* Direction *
Repeat the listing below word for word, from its first line up to and including the line with "M 92 47 L 88". Leave out the pictures.
--- BEGIN ---
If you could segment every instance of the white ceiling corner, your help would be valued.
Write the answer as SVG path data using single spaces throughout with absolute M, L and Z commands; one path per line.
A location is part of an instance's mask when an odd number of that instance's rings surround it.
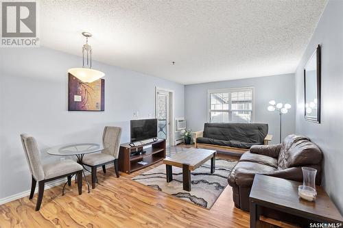
M 326 3 L 41 1 L 40 40 L 80 55 L 89 31 L 94 60 L 183 84 L 291 73 Z

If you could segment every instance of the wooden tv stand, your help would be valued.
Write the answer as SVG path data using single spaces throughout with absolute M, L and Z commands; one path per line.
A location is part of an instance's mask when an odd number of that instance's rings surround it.
M 151 145 L 151 147 L 144 149 L 145 153 L 131 156 L 132 152 L 142 151 L 143 147 Z M 157 141 L 145 144 L 131 147 L 130 143 L 123 143 L 120 145 L 119 156 L 118 158 L 119 170 L 130 174 L 141 168 L 147 167 L 153 164 L 161 162 L 165 158 L 165 140 L 158 138 Z M 139 162 L 145 162 L 147 164 L 141 165 Z

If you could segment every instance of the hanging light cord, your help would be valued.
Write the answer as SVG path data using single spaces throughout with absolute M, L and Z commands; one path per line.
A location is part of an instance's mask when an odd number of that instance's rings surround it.
M 92 47 L 88 44 L 88 36 L 86 36 L 86 45 L 82 47 L 82 67 L 84 68 L 84 51 L 87 52 L 87 66 L 92 68 Z M 90 61 L 88 62 L 88 58 Z

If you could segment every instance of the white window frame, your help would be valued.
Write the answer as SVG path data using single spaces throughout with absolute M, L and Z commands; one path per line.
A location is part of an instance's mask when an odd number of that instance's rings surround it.
M 223 88 L 223 89 L 215 89 L 215 90 L 207 90 L 207 122 L 211 123 L 211 93 L 220 93 L 220 92 L 239 92 L 244 90 L 251 90 L 252 95 L 252 114 L 251 114 L 251 123 L 255 122 L 255 87 L 239 87 L 239 88 Z M 222 110 L 220 112 L 229 112 L 230 110 Z

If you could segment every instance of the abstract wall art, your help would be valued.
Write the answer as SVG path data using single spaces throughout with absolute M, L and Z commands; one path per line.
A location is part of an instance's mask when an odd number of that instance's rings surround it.
M 69 73 L 68 81 L 68 111 L 104 111 L 104 79 L 85 83 Z

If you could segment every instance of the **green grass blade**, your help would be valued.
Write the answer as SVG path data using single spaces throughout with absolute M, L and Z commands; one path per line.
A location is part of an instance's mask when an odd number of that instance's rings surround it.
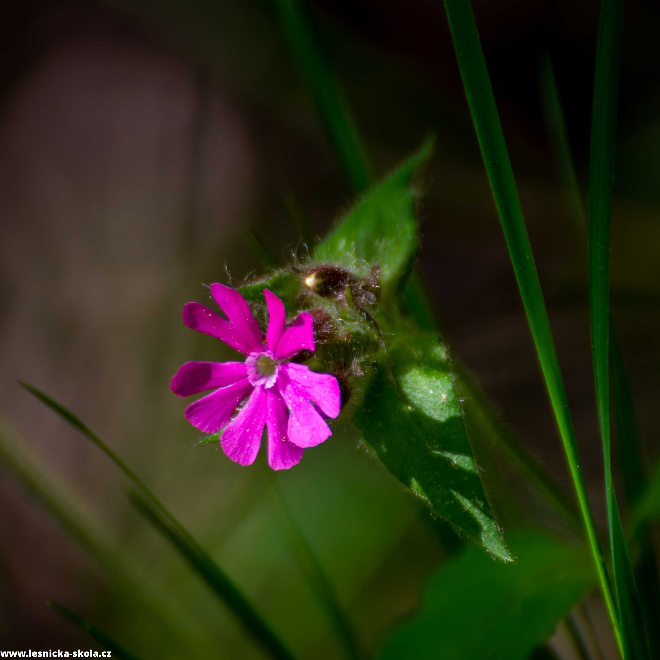
M 114 640 L 108 637 L 102 630 L 100 630 L 90 623 L 88 623 L 84 618 L 81 618 L 71 610 L 67 610 L 66 607 L 63 607 L 61 605 L 57 605 L 57 603 L 53 603 L 52 601 L 47 601 L 46 605 L 58 614 L 61 614 L 65 618 L 68 619 L 75 626 L 77 626 L 86 632 L 89 633 L 101 646 L 112 652 L 112 657 L 119 658 L 119 660 L 139 660 L 137 655 L 133 655 Z
M 62 405 L 59 401 L 56 401 L 51 397 L 48 396 L 48 394 L 41 391 L 40 389 L 37 389 L 36 387 L 32 385 L 25 383 L 23 381 L 18 381 L 18 383 L 23 387 L 24 387 L 30 394 L 36 397 L 42 403 L 48 406 L 53 412 L 59 415 L 65 422 L 67 422 L 72 426 L 77 428 L 81 433 L 88 440 L 90 440 L 94 444 L 95 444 L 104 453 L 106 454 L 112 461 L 117 465 L 117 467 L 129 478 L 131 481 L 135 483 L 138 488 L 146 493 L 148 493 L 149 496 L 156 500 L 156 496 L 151 492 L 151 491 L 147 487 L 142 480 L 135 474 L 133 470 L 131 469 L 126 465 L 124 461 L 119 458 L 119 457 L 115 453 L 114 451 L 110 449 L 105 444 L 105 442 L 102 440 L 98 436 L 97 436 L 90 428 L 87 426 L 77 415 L 74 414 L 68 408 Z
M 240 619 L 262 648 L 275 660 L 293 660 L 294 656 L 277 636 L 199 544 L 180 525 L 164 515 L 150 498 L 137 490 L 132 490 L 129 494 L 137 510 L 179 550 L 220 600 Z
M 296 524 L 277 484 L 277 477 L 272 473 L 269 473 L 269 476 L 284 522 L 284 533 L 288 537 L 287 545 L 292 549 L 301 572 L 330 617 L 346 656 L 352 660 L 360 660 L 362 655 L 358 650 L 357 636 L 346 618 L 332 581 Z
M 625 660 L 649 657 L 612 472 L 610 438 L 610 230 L 616 144 L 622 0 L 603 0 L 596 50 L 589 185 L 589 298 L 596 401 L 603 441 L 612 572 Z
M 586 234 L 587 216 L 569 145 L 564 111 L 547 54 L 542 62 L 540 73 L 543 106 L 560 176 L 568 193 L 572 214 Z M 647 490 L 648 477 L 642 455 L 632 393 L 611 312 L 609 326 L 610 369 L 616 413 L 618 456 L 628 502 L 630 507 L 634 508 Z M 635 537 L 640 548 L 636 575 L 645 614 L 651 657 L 660 657 L 660 630 L 654 625 L 660 616 L 660 579 L 649 526 L 640 525 Z
M 277 0 L 289 46 L 314 96 L 353 191 L 366 190 L 371 166 L 339 83 L 317 50 L 299 0 Z
M 541 104 L 543 108 L 546 126 L 550 135 L 550 146 L 554 152 L 555 160 L 562 182 L 567 193 L 571 211 L 582 227 L 587 228 L 587 216 L 582 203 L 578 175 L 568 141 L 566 121 L 564 116 L 557 81 L 552 70 L 552 63 L 548 52 L 544 53 L 539 67 Z
M 556 482 L 525 449 L 520 446 L 497 418 L 474 379 L 460 364 L 455 364 L 461 396 L 466 400 L 466 411 L 497 438 L 497 446 L 509 462 L 516 467 L 530 484 L 535 486 L 547 503 L 559 513 L 574 532 L 581 529 L 581 520 L 574 504 L 566 497 Z
M 472 8 L 469 0 L 446 0 L 445 7 L 465 94 L 513 271 L 559 427 L 608 612 L 619 640 L 616 605 L 580 468 L 566 389 Z
M 197 564 L 193 564 L 205 577 L 213 579 L 209 582 L 216 590 L 216 593 L 222 598 L 234 614 L 243 622 L 248 630 L 253 635 L 256 641 L 263 649 L 276 660 L 292 660 L 293 656 L 286 649 L 281 642 L 277 638 L 268 626 L 263 622 L 251 605 L 243 597 L 238 589 L 232 583 L 207 553 L 199 546 L 197 541 L 191 536 L 183 526 L 174 517 L 165 506 L 138 477 L 133 470 L 112 451 L 93 431 L 61 403 L 55 401 L 48 395 L 26 383 L 20 383 L 26 389 L 45 403 L 49 408 L 62 417 L 65 421 L 81 431 L 88 440 L 104 451 L 115 464 L 137 486 L 139 494 L 133 498 L 134 502 L 142 506 L 141 511 L 150 513 L 154 523 L 158 523 L 164 531 L 167 532 L 168 538 L 174 543 L 180 551 L 192 563 L 193 560 Z M 148 503 L 147 506 L 145 503 Z M 157 515 L 156 515 L 157 513 Z M 207 579 L 208 581 L 208 579 Z M 229 585 L 224 591 L 223 585 Z
M 112 540 L 97 529 L 91 515 L 81 511 L 61 486 L 53 483 L 32 459 L 19 451 L 21 444 L 25 443 L 19 443 L 15 434 L 0 421 L 0 463 L 105 572 L 118 594 L 134 601 L 136 607 L 148 614 L 158 628 L 173 633 L 168 644 L 176 645 L 178 651 L 190 650 L 200 631 L 189 632 L 183 629 L 180 625 L 182 612 L 172 611 L 168 603 L 156 597 L 142 576 L 117 554 Z

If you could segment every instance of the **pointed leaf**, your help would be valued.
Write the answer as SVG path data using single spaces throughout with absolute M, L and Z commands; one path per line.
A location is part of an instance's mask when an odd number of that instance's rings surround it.
M 405 327 L 393 334 L 356 425 L 387 469 L 435 513 L 510 562 L 465 432 L 447 348 Z
M 430 140 L 372 188 L 317 246 L 315 259 L 348 269 L 359 268 L 363 262 L 378 265 L 383 293 L 409 273 L 419 249 L 412 178 L 432 148 Z
M 475 548 L 445 564 L 380 660 L 527 660 L 596 577 L 585 548 L 541 533 L 510 540 L 513 564 Z

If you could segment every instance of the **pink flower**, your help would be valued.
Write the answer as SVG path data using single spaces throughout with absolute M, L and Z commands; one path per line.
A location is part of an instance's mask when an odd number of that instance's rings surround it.
M 300 462 L 305 447 L 332 434 L 319 411 L 332 418 L 339 414 L 339 385 L 333 376 L 286 361 L 304 348 L 315 350 L 313 319 L 304 312 L 286 328 L 284 304 L 264 290 L 269 315 L 264 345 L 259 323 L 243 296 L 218 284 L 211 284 L 211 292 L 228 320 L 189 302 L 183 308 L 183 323 L 248 357 L 244 362 L 186 362 L 172 378 L 172 391 L 187 397 L 217 387 L 185 409 L 190 423 L 206 433 L 224 428 L 222 449 L 242 465 L 254 463 L 265 426 L 269 464 L 274 470 L 287 469 Z

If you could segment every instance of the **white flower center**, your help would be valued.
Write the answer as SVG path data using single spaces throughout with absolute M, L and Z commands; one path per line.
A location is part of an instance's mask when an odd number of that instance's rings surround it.
M 279 363 L 269 353 L 253 353 L 248 356 L 246 366 L 251 385 L 260 385 L 267 389 L 277 381 Z
M 277 371 L 277 362 L 269 355 L 260 355 L 255 363 L 259 376 L 273 376 Z

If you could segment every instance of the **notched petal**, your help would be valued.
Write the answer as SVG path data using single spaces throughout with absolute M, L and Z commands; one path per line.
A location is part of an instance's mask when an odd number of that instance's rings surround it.
M 231 385 L 247 375 L 243 362 L 186 362 L 179 367 L 170 387 L 178 397 L 187 397 Z
M 303 312 L 284 331 L 273 355 L 276 360 L 288 360 L 305 348 L 315 350 L 316 346 L 314 344 L 314 319 L 311 314 Z

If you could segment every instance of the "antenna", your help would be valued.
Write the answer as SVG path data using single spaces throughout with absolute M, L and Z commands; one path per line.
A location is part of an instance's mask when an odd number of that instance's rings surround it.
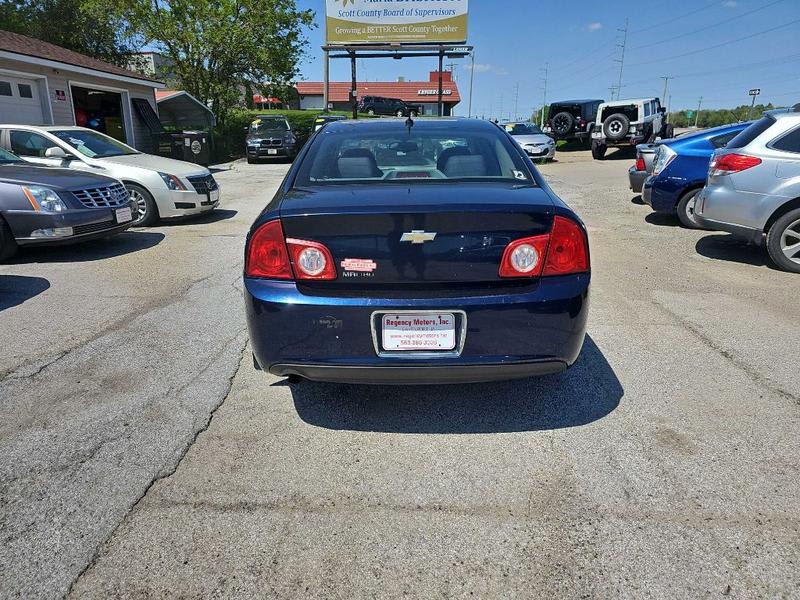
M 619 78 L 617 79 L 617 87 L 616 87 L 616 89 L 617 89 L 617 100 L 619 100 L 619 94 L 620 94 L 620 91 L 622 90 L 622 69 L 625 66 L 625 46 L 628 45 L 628 19 L 627 18 L 625 19 L 625 28 L 624 29 L 617 28 L 617 31 L 622 33 L 622 43 L 621 44 L 617 44 L 617 48 L 620 48 L 622 50 L 622 53 L 621 53 L 621 55 L 620 55 L 620 57 L 618 59 L 614 59 L 614 62 L 618 62 L 619 63 Z M 613 98 L 613 92 L 612 92 L 612 98 L 611 99 L 612 100 L 614 99 Z

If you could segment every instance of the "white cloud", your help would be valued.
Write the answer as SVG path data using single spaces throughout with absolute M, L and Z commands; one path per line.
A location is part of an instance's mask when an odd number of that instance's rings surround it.
M 469 71 L 472 68 L 470 63 L 463 63 L 461 68 L 465 71 Z M 495 65 L 490 65 L 486 63 L 475 63 L 475 72 L 476 73 L 494 73 L 495 75 L 508 75 L 508 70 L 504 67 L 497 67 Z

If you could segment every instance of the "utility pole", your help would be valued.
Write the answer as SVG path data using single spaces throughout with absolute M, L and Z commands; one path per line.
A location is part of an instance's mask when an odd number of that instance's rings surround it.
M 539 127 L 544 128 L 544 111 L 547 110 L 547 71 L 550 68 L 550 63 L 544 63 L 544 87 L 542 91 L 542 115 L 539 119 L 541 122 L 539 123 Z
M 664 80 L 664 95 L 661 97 L 664 99 L 664 102 L 667 102 L 667 90 L 669 89 L 669 80 L 675 78 L 671 75 L 667 75 L 665 77 L 662 77 L 661 79 Z M 667 102 L 667 123 L 669 123 L 669 102 Z
M 697 101 L 697 112 L 694 115 L 694 128 L 697 129 L 697 121 L 700 119 L 700 107 L 703 105 L 703 97 L 700 96 L 700 100 Z
M 628 45 L 628 19 L 625 19 L 625 29 L 617 28 L 617 31 L 622 33 L 622 44 L 617 44 L 617 48 L 621 48 L 622 53 L 619 60 L 615 61 L 619 63 L 619 78 L 617 79 L 617 100 L 619 100 L 619 94 L 622 90 L 622 69 L 625 66 L 625 46 Z
M 469 69 L 469 117 L 472 118 L 472 84 L 475 82 L 475 50 L 472 51 L 472 66 Z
--- END ---
* Correct output *
If you could segment every instance of the white ceiling corner, your help would be valued.
Write the answer as SVG path data using single spaces throughout with absolute M, L and Z commands; one path per line.
A location is part of an instance's mask when an odd number of that instance's rings surround it.
M 326 3 L 41 1 L 40 40 L 80 55 L 89 31 L 94 60 L 183 84 L 291 73 Z

If you could segment every instance of the wooden tv stand, your help would be valued.
Write the answer as SVG path data using single spaces throughout with absolute M, L and Z commands; one path per line.
A location is part of an instance's mask when an odd number of that instance's rings surround it.
M 151 145 L 151 147 L 144 149 L 145 153 L 131 156 L 132 152 L 142 151 L 143 147 Z M 157 141 L 145 144 L 131 147 L 130 143 L 123 143 L 120 145 L 119 156 L 118 158 L 119 170 L 130 174 L 141 168 L 147 167 L 153 164 L 161 162 L 165 158 L 165 140 L 158 138 Z M 139 162 L 145 162 L 147 164 L 141 165 Z

If you could segment every instance of the hanging light cord, your help would be valued.
Write the answer as SVG path data using single spaces throughout with absolute M, L and Z commands; one path per line.
A location is part of an instance's mask when an odd number of that instance's rings surround it.
M 92 47 L 88 44 L 88 36 L 86 36 L 86 45 L 82 47 L 82 67 L 84 68 L 84 51 L 87 52 L 87 66 L 92 68 Z M 90 61 L 88 62 L 88 58 Z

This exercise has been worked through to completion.